Погибла едва ли не вся дивизия.
А генерал Радецкий неизменно докладывал: «На Шипке все спокойно!»
11. С Гурко
Когда Верещагин приехал под Плевну, Горный Дубняк был уже взят. Прибывшая из Петербурга гвардия поступила под начало генерала Гурко. Ему было приказано отрезать турок, засевших в Плевне, от их тылов. На шоссе в Софию и были укрепленные пункты турок — Горный Дубняк, Дольный Дубняк и Телиш. Гвардейцы шли на штурм сомкнутым строем и гибли тысячами. Тогда они сами рассредоточились, стали наступать цепями, перебегать и переползать опасные места. Так возникла новая тактика.
Художника представили генералу и перезнакомили с офицерами, составлявшими штаб. Они сгруппировались в нечто вроде «клуба», который называли почему-то «английским», столовались вместе, на паях. Верещагин подружился с ними и вошел в «клуб».
Увидев тысячи трупов перед редутом, художник выразил удивление, отчего перед штурмом мало применялась артиллерия. Гурко ответил заносчиво:
— Ничего, вспоследствии разберутся в деле под Горным Дубняком. Оно войдет в историю военного искусства.
— А мне кажется, что не стоило класть четыре тысячи человек из-за небольшого редута. Результата можно было достигнуть действием одпоп артиллерии.

Исходные данные
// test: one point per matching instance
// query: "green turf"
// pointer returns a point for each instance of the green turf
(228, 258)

Цель задания
Воспроизведите полностью, без единого изменения, приведенный выше текст о Верещагине под Плевной.

Письменный ответ
Погибла едва ли не вся дивизия.
А генерал Радецкий неизменно докладывал: «На Шипке все спокойно!»
11. С Гурко
Когда Верещагин приехал под Плевну, Горный Дубняк был уже взят. Прибывшая из Петербурга гвардия поступила под начало генерала Гурко. Ему было приказано отрезать турок, засевших в Плевне, от их тылов. На шоссе в Софию и были укрепленные пункты турок — Горный Дубняк, Дольный Дубняк и Телиш. Гвардейцы шли на штурм сомкнутым строем и гибли тысячами. Тогда они сами рассредоточились, стали наступать цепями, перебегать и переползать опасные места. Так возникла новая тактика.
Художника представили генералу и перезнакомили с офицерами, составлявшими штаб. Они сгруппировались в нечто вроде «клуба», который называли почему-то «английским», столовались вместе, на паях. Верещагин подружился с ними и вошел в «клуб».
Увидев тысячи трупов перед редутом, художник выразил удивление, отчего перед штурмом мало применялась артиллерия. Гурко ответил заносчиво:
— Ничего, вспоследствии разберутся в деле под Горным Дубняком. Оно войдет в историю военного искусства.
— А мне кажется, что не стоило класть четыре тысячи человек из-за небольшого редута. Результата можно было достигнуть действием одпоп артиллерии.